В защиту объективности критики: Колонка Алексея Гусева
Вести полемику с коллегами в публичном поле доводится нечасто. Принято считать, что для этого есть редакционные курилки, фестивальные вечеринки, чаепития на кафедре, — частная переписка, наконец. Бывают еще, конечно, обсуждения в соцсетях, ох как бывают, но там обычно завязывается перепалка, а не полемика, от которой только и радости, что лишний расход капотена. В основном же на рецензию отвечаешь другой рецензией, на статью — другой статьей. Вплетая свой голос в какофонию, именуемую рецепцией, и становясь очередным номером в обширной библиографии неведомого усердного аспиранта. Пусть он выявляет полемику, раз такой усердный.
Но то — о рецензиях и статьях. На манифесты, сколь ни редки они по нынешним вязким временам, отвечать принято в открытую и прилюдно. Это жанр не кулуарный — площадной, здесь правит императив, и окромя другого императива, приема против него не сыщешь. Что ж, быть по сему.
В конце апреля на культовом сайте «kimkibabaduk» Мария Кувшинова опубликовала текст под названием «Настало время ангажированной критики (потому что другой не бывает)».
Если разбить авторскую аргументацию заглавного месседжа на пункты, то, если коротко, они таковы (с учетом, увы, неизбежного при пересказе упрощения и огрубления):
1. Аполитичность критики, почитаемая современным российским профессиональным сообществом как добродетель, является наследием 90-х, когда она, в рамках тогдашней постмодернистской стратегии, оказалась естественной реакцией на беспросветную идеологизированность советской публицистики. Ныне же эпоха сменилась, и дух у нее иной, а потому добродетель выродилась в порок.
2. Претензия на объективность, во имя которой критики отказываются от ангажированности, ставит своей целью «транслировать свою позицию как дефолтную», т. е. считает свободу от идеологии ключом к универсальности высказывания. Однако в современном мире, в принципе отказавшемся от понятия «дефолтной позиции», эта претензия несостоятельна.

● Извлеченные данные:

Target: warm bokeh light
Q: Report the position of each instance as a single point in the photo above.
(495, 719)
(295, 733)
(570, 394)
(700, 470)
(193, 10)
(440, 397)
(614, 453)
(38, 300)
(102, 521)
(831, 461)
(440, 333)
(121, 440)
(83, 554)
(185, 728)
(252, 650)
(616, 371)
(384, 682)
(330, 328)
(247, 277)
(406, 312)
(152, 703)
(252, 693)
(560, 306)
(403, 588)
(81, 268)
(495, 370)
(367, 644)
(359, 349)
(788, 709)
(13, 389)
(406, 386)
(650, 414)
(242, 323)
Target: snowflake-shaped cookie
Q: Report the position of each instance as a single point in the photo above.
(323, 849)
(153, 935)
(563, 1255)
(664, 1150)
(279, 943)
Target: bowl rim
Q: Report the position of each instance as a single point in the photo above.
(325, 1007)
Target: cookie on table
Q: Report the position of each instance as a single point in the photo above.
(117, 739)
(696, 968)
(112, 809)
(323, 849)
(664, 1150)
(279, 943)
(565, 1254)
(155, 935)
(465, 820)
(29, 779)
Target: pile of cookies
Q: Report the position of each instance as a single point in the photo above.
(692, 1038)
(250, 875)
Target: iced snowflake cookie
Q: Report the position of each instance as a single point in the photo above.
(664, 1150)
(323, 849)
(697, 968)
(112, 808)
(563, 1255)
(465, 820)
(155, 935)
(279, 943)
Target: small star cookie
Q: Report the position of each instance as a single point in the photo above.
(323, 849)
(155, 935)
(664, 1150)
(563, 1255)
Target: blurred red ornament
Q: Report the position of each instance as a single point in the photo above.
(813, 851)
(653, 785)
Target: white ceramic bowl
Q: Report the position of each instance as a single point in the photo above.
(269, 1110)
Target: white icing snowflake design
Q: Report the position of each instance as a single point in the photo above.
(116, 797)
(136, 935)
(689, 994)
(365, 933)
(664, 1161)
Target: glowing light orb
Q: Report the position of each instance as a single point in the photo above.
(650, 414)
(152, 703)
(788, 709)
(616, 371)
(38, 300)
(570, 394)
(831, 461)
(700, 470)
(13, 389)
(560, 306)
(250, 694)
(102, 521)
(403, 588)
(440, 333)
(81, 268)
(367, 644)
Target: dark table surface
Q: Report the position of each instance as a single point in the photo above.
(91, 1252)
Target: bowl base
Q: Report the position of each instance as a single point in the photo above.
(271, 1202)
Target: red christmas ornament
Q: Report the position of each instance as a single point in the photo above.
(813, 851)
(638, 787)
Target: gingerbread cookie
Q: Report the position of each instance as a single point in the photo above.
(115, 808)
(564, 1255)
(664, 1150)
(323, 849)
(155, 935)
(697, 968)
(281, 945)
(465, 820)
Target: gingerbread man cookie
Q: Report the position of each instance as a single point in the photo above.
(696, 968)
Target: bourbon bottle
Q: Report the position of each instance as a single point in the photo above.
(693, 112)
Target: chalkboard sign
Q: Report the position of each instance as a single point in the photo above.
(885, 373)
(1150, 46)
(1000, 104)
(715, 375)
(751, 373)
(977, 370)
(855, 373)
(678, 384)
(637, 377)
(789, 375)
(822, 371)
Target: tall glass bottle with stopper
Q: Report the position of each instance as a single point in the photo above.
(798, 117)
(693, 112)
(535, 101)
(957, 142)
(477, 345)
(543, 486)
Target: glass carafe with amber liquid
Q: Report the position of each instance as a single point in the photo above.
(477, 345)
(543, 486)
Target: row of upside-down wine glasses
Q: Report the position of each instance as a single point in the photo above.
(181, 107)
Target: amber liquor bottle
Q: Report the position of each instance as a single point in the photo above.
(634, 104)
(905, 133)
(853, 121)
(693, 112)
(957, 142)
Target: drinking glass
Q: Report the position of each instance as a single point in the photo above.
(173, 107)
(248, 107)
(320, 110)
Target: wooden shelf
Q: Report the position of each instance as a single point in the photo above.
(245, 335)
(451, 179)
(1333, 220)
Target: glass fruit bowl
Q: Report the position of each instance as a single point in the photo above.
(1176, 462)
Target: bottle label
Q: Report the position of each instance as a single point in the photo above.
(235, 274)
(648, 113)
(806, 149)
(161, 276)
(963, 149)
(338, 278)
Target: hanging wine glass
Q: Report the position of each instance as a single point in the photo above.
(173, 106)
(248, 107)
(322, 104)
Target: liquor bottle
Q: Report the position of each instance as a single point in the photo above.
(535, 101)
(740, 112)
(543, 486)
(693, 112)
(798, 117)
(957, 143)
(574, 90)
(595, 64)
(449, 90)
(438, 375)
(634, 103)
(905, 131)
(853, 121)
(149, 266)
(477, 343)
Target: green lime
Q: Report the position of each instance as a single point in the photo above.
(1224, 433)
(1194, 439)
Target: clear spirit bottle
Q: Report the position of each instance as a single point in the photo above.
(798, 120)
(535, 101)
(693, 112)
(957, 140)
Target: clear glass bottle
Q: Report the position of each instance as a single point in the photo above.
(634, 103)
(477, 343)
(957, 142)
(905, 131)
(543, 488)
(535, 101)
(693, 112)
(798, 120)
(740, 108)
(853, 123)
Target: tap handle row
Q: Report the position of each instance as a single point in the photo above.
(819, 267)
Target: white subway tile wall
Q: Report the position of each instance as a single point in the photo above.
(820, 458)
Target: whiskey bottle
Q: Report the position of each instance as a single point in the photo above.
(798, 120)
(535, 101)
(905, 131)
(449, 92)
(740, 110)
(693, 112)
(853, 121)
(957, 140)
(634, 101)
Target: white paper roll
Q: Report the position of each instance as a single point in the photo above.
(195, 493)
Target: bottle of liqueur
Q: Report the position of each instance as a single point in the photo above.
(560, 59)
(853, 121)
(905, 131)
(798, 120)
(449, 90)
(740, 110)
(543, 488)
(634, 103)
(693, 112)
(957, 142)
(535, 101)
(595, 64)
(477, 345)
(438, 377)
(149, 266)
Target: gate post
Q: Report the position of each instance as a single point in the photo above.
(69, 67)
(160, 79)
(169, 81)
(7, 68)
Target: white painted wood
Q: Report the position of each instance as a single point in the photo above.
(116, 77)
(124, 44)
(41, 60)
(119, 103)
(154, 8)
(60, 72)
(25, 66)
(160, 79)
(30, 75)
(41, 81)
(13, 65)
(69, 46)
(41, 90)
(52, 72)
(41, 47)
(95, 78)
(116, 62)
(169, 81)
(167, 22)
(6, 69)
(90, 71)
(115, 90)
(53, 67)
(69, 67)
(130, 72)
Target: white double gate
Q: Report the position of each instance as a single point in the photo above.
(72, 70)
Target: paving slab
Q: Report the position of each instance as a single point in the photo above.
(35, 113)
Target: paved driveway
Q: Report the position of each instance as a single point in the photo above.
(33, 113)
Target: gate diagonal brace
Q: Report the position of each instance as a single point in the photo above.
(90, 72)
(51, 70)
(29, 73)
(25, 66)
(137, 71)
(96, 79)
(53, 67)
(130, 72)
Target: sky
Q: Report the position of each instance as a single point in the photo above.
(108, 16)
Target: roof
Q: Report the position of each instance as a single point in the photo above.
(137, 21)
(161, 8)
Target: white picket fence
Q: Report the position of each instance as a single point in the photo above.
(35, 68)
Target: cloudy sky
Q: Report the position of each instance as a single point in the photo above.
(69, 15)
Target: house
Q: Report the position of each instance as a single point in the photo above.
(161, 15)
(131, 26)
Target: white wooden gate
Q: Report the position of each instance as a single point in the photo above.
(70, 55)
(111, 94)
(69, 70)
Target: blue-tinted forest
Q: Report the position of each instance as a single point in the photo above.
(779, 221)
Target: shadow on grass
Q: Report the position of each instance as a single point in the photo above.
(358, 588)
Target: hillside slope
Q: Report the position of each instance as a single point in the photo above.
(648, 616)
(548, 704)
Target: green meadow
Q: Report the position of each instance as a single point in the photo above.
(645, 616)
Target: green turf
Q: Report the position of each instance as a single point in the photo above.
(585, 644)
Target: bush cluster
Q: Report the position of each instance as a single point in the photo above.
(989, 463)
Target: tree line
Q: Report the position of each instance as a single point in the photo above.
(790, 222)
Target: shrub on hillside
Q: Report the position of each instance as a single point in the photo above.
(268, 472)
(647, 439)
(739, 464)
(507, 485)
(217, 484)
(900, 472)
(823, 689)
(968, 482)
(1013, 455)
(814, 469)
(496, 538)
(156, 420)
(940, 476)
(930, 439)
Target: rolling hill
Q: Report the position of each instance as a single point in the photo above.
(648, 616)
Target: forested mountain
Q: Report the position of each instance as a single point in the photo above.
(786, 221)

● Условие задания:
Под каким названием Мария Кувшинова опубликовала текст, который разбирается в колонке об объективности критики?

● Разбор решения:
Текст назывался «Настало время ангажированной критики (потому что другой не бывает)».